Using Active Learning Techniques in the classroom:
There are many active learning techniques which have been designed to encourage independent learning for the students in the classroom. The notion that the classroom is no longer a teacher centered classroom but a student centered classroom is a significant change in the way knowledge is transferred to the student. Most teachers throw up their hands when they are told to let the students figure out what they are suppose to learn leaving the teacher wondering what they are suppose to teach. In other words if a teacher initiates an active learning technique such as scaffolding, or think-pair-share, what is the teacher’s role in the class room while the students are busily involved in their active learning exercise? This question gets even more complex when evaluation and testing of what the student has learned is initiated.
Pedagogically speaking the teacher in an active learning classroom should have pre-designed steps prepared for the exercises a student will participate in, which in turn will challenge the student to increase their own learning skills. An easy exercise can be followed by a more difficult exercise until the teacher has fulfilled the design criterion for an active learning technique and the student has a working knowledge of the exercise. The following is an example of this pedagogical framework demonstrating active learning techniques.
It has been my experience that if students can discuss their lessons with other students in the classroom then the student engagement is very helpful is solving problems related to the student’s assignment. Furthermore, this interactive approach enables the students to find common understanding about the problems which exist in the assigned lesson. The following example demonstrates three active learning techniques to help the student understand their assignment in a group setting.

GIVEN INFORMATION:
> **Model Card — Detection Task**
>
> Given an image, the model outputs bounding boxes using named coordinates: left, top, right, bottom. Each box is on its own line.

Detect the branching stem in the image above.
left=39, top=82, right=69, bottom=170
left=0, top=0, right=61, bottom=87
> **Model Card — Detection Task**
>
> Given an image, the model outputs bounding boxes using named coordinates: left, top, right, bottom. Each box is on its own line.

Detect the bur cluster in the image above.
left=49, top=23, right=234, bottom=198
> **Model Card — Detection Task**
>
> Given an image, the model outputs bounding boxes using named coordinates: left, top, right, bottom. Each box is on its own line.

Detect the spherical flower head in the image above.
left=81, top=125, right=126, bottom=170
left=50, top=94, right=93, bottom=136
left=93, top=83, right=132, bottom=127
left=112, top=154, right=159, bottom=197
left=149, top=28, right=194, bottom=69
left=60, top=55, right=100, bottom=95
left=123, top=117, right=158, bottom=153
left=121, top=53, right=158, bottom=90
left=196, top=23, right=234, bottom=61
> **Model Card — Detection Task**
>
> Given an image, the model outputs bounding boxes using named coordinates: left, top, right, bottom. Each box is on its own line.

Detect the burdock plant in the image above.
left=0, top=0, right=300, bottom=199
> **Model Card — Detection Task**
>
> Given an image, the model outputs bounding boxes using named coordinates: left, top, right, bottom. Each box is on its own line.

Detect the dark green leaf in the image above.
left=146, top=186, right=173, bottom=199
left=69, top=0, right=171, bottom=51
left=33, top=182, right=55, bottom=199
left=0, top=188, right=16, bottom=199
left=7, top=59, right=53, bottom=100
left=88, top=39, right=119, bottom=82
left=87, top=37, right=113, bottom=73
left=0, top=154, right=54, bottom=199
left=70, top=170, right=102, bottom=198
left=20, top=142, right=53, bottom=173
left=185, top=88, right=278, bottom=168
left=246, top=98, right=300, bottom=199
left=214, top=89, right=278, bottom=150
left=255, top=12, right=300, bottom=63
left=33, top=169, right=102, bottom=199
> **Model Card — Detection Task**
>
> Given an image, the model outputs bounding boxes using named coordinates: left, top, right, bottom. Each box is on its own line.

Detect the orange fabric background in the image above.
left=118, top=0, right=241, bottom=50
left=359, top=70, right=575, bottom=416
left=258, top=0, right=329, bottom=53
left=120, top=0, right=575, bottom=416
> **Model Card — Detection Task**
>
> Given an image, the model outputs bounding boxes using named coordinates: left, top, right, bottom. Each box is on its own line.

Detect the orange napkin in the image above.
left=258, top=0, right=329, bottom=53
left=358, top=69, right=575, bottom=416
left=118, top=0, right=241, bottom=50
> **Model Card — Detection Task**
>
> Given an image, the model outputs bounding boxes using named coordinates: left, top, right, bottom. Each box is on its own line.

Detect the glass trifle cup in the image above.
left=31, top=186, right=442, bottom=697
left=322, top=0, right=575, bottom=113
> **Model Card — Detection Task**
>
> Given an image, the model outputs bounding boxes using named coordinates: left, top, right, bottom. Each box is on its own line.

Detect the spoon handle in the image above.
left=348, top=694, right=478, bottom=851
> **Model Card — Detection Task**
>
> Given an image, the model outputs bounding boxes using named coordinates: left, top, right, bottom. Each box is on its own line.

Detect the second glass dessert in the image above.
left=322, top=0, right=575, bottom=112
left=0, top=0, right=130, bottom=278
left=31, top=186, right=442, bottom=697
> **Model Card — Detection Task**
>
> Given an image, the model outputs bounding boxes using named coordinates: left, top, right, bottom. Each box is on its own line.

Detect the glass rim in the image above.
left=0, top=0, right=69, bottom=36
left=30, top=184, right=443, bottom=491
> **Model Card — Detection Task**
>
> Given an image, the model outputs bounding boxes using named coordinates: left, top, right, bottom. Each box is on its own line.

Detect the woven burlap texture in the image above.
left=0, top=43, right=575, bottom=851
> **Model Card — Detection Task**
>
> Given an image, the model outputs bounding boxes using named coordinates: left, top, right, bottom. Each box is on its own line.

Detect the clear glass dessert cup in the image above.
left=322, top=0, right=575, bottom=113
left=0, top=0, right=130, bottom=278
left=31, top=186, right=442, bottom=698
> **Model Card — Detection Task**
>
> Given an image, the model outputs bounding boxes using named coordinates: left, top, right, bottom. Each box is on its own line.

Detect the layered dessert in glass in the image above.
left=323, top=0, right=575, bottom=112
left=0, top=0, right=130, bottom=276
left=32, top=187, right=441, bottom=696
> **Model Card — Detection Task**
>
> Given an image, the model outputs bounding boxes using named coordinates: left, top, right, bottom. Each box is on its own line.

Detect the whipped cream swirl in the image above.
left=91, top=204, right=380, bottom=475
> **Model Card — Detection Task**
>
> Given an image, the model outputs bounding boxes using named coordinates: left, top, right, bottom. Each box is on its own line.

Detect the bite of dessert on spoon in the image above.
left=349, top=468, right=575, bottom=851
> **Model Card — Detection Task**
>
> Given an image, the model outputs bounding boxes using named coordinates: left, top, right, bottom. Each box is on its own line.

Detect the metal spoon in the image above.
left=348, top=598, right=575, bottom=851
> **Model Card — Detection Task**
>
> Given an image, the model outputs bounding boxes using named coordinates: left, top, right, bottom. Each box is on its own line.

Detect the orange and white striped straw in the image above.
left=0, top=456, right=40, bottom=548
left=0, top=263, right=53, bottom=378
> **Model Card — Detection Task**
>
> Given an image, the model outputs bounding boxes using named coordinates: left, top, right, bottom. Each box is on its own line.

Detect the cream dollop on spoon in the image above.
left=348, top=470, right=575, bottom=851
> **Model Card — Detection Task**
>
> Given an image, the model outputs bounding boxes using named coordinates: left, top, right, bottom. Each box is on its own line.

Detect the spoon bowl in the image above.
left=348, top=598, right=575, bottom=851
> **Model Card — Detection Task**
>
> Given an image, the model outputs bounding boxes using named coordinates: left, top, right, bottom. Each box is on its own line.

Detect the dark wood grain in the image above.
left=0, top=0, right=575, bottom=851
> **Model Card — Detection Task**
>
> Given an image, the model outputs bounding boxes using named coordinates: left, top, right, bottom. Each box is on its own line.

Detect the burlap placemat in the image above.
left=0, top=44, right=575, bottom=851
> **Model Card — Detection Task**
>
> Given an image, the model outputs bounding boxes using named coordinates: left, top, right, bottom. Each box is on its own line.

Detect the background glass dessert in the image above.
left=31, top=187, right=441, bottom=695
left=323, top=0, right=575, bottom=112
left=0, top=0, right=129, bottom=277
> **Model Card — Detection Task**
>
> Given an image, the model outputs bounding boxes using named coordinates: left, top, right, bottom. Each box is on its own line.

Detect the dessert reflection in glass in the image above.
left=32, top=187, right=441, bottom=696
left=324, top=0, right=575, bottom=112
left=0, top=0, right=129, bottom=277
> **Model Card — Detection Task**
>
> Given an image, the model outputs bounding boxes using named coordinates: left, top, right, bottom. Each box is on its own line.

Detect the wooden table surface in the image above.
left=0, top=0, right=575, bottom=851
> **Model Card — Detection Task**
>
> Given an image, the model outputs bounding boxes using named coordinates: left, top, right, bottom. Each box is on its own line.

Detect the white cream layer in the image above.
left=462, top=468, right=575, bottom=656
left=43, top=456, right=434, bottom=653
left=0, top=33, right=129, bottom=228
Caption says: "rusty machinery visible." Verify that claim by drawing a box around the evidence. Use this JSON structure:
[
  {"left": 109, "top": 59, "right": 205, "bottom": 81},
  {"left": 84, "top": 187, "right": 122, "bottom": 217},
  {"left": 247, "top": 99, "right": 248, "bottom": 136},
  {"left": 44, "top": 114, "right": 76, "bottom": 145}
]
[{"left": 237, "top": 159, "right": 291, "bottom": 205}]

ACTIVITIES:
a. Quote every sentence in the passage on active learning in the classroom that uses the word "exercise" or "exercises."
b. Write the next part of the passage on active learning in the classroom, picking up right after its final sentence.
The records can be left aside here.

TASK ANSWERS:
a.
In other words if a teacher initiates an active learning technique such as scaffolding, or think-pair-share, what is the teacher’s role in the class room while the students are busily involved in their active learning exercise?

Pedagogically speaking the teacher in an active learning classroom should have pre-designed steps prepared for the exercises a student will participate in, which in turn will challenge the student to increase their own learning skills.

An easy exercise can be followed by a more difficult exercise until the teacher has fulfilled the design criterion for an active learning technique and the student has a working knowledge of the exercise.

b.
One of the most powerful ways to introduce active learning techniques is by changing the seating configuration for the Think-Pair-Share technique. This technique is where two students try to solve a problem together or complete the assignment together by sitting across from one another and asking each other questions.
After the students have experienced the Think-Pair-Share technique the next strategy is to apply the Collaborative-Learning technique. In this technique the students are next arranged into groups of three or more and collectively produce the required answers together. Incorporated into these two active learning techniques is a third active learning technique known as Scaffolding. "Scaffolding refers to providing contextual supports for meaning through the use of simplified language, teacher modeling, visuals and graphics, cooperative learning and hands-on learning" (Ovando, Collier, & Combs, 2003, p. 345).
The implementation of Scaffolding allows the students to be exposed to an increasingly more difficult or comprehensive task. The goal of Scaffolding is help the students reach a higher state of problem solving.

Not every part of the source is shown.